* [Records shown]:
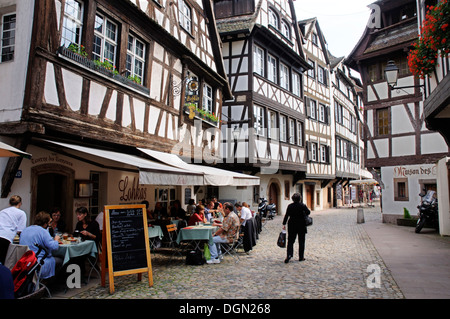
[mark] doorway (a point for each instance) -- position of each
(52, 186)
(310, 196)
(274, 193)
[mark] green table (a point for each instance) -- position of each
(196, 234)
(68, 251)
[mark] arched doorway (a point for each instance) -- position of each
(274, 194)
(52, 186)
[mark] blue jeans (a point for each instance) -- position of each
(214, 249)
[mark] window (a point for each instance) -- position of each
(312, 109)
(401, 189)
(185, 16)
(273, 19)
(135, 58)
(285, 29)
(321, 76)
(272, 68)
(312, 72)
(300, 134)
(323, 153)
(292, 131)
(272, 125)
(105, 39)
(259, 120)
(284, 76)
(322, 113)
(296, 84)
(283, 128)
(383, 121)
(8, 37)
(72, 23)
(207, 98)
(258, 60)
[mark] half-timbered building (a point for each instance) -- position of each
(85, 83)
(319, 126)
(348, 153)
(437, 117)
(264, 61)
(398, 146)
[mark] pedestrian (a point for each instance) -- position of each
(295, 218)
(13, 221)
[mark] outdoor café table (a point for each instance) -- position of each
(68, 251)
(196, 234)
(154, 232)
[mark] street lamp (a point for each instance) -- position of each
(391, 75)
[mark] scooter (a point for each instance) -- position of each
(428, 211)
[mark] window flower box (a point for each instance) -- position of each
(104, 68)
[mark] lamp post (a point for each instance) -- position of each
(391, 75)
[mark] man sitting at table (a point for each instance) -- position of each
(225, 234)
(38, 234)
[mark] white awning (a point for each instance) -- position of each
(7, 150)
(150, 173)
(212, 176)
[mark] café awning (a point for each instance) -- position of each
(212, 176)
(7, 150)
(150, 172)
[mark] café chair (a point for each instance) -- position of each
(172, 236)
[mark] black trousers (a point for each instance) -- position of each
(292, 235)
(4, 245)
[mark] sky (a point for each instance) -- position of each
(341, 21)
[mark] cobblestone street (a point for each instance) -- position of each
(338, 253)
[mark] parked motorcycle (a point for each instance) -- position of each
(428, 211)
(267, 210)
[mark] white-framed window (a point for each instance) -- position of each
(323, 153)
(321, 76)
(72, 23)
(271, 68)
(285, 29)
(135, 64)
(296, 84)
(105, 39)
(207, 98)
(291, 131)
(314, 152)
(258, 60)
(273, 18)
(7, 37)
(283, 128)
(284, 76)
(312, 109)
(312, 72)
(259, 120)
(272, 125)
(300, 133)
(185, 16)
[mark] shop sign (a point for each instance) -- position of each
(131, 192)
(427, 170)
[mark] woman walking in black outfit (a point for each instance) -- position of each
(295, 218)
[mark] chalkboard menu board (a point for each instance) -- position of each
(127, 238)
(127, 243)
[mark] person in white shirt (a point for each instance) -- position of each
(12, 221)
(244, 212)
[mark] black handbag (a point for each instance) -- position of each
(281, 242)
(308, 220)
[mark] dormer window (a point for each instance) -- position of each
(273, 19)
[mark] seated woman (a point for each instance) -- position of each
(38, 234)
(86, 228)
(198, 216)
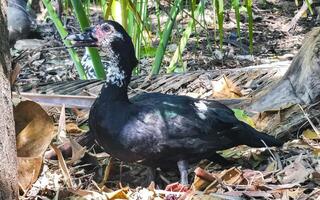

* [Given task]: Report how many lines of the records contain the string "awning", with case counting. Give only the number.

* [Worked solution]: 2